What is expected: Set the following entries down again exactly, line by line.

Excerpted data:

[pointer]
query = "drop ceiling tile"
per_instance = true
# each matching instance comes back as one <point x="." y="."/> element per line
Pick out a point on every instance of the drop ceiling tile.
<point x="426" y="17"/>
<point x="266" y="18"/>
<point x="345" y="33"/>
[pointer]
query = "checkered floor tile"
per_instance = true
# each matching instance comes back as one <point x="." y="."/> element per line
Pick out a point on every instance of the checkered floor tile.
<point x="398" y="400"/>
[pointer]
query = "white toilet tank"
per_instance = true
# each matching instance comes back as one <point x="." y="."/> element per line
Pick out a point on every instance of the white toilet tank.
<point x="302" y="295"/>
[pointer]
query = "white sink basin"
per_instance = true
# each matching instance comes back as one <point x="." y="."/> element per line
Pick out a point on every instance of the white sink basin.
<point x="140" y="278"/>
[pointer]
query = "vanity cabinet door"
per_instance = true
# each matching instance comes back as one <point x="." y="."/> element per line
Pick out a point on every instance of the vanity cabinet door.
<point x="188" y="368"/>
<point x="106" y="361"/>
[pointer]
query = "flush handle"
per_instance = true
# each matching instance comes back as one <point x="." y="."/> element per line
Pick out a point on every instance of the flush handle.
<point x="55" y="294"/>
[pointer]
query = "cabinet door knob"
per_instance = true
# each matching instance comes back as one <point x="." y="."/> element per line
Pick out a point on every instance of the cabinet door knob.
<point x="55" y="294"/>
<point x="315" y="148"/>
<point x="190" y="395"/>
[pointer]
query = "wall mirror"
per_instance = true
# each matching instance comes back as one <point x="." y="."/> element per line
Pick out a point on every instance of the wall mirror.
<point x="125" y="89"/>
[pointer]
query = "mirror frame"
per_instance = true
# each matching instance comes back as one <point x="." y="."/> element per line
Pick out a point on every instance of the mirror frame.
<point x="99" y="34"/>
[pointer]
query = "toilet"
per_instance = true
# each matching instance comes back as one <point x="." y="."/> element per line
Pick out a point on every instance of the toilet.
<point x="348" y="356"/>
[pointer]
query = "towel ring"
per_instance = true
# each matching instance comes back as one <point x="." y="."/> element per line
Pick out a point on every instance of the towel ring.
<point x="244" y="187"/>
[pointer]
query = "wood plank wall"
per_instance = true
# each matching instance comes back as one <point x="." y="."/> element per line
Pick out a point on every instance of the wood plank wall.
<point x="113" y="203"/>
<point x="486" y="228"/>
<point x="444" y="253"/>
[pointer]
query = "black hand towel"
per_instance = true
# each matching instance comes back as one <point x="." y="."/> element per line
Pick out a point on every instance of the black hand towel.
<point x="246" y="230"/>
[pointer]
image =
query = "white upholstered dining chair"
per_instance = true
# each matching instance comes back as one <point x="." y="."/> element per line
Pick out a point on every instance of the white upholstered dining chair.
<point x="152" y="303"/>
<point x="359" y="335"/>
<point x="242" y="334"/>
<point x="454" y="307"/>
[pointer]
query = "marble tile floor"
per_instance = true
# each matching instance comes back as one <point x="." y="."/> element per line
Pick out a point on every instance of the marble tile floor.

Complete response:
[pointer]
query = "drop ceiling tile"
per_instance = true
# each matching instance comes back as one <point x="." y="."/> element per line
Pick out a point on every instance of the drop ceiling tile.
<point x="426" y="17"/>
<point x="266" y="18"/>
<point x="345" y="33"/>
[pointer]
query = "checkered floor tile"
per_instance = true
# each matching instance comes back as one <point x="." y="."/> element per line
Pick out a point on every instance of the checkered floor tile.
<point x="398" y="400"/>
[pointer]
query = "white toilet tank"
per_instance = true
# each matching instance comes back as one <point x="." y="."/> element per line
Pick out a point on every instance of the white toilet tank.
<point x="302" y="295"/>
[pointer]
query = "white sink basin"
per_instance = true
# each matching instance comes back as one <point x="." y="."/> element per line
Pick out a point on every instance of the white sink basin.
<point x="140" y="278"/>
[pointer]
query = "vanity cabinet door"
per_instance = true
# each matching instance comes back as one <point x="." y="."/> element per line
Pick out a point on every instance of the vanity cabinet door.
<point x="188" y="368"/>
<point x="106" y="361"/>
[pointer]
query = "flush handle"
per_instance = true
# each matching instance comes back as one <point x="." y="."/> element per line
Pick out a point on every instance of the flush handle.
<point x="55" y="294"/>
[pointer]
query = "cabinet door knob"
per_instance = true
# each matching instance comes back as one <point x="." y="."/> element per line
Pick out a point on every instance of the cabinet door knob.
<point x="55" y="294"/>
<point x="315" y="148"/>
<point x="190" y="395"/>
[pointer]
query = "wall mirror"
per_instance = true
# each matching instance comes back as one <point x="." y="."/> element per line
Pick out a point on every instance of the wall mirror.
<point x="125" y="89"/>
[pointer]
query = "mirror frame"
per_instance = true
# each matching instance comes back as one <point x="." y="."/> element per line
Pick out a point on every instance of the mirror frame.
<point x="99" y="34"/>
[pointer]
query = "toilet"
per_instance = true
# each matching instance comes back as one <point x="." y="."/> element per line
Pick out a point on every instance of the toilet.
<point x="348" y="356"/>
[pointer]
query = "towel ring"
per_instance = true
# each matching instance comes back as one <point x="." y="."/> element per line
Pick out a point on every instance of the towel ring.
<point x="244" y="187"/>
[pointer]
query = "wood plank wall"
per_instance = true
# each matching instance comes back as one <point x="." y="."/> element per line
Pick out a point on every instance of the wood plank wall.
<point x="113" y="203"/>
<point x="486" y="228"/>
<point x="444" y="253"/>
[pointer]
query = "black hand towel"
per_instance = true
# each matching instance comes back as one <point x="." y="."/> element per line
Pick out a point on every instance of the black hand towel.
<point x="246" y="230"/>
[pointer]
image =
query = "white upholstered dining chair"
per_instance = true
# each matching instance comes back as one <point x="." y="."/> element per line
Pick out a point on every instance of the white upholstered dining chair.
<point x="152" y="303"/>
<point x="359" y="335"/>
<point x="242" y="334"/>
<point x="454" y="307"/>
[pointer]
query = "marble tile floor"
per_instance = true
# each matching instance comes back as one <point x="." y="."/> element per line
Pick out a point on every instance of the marble tile floor.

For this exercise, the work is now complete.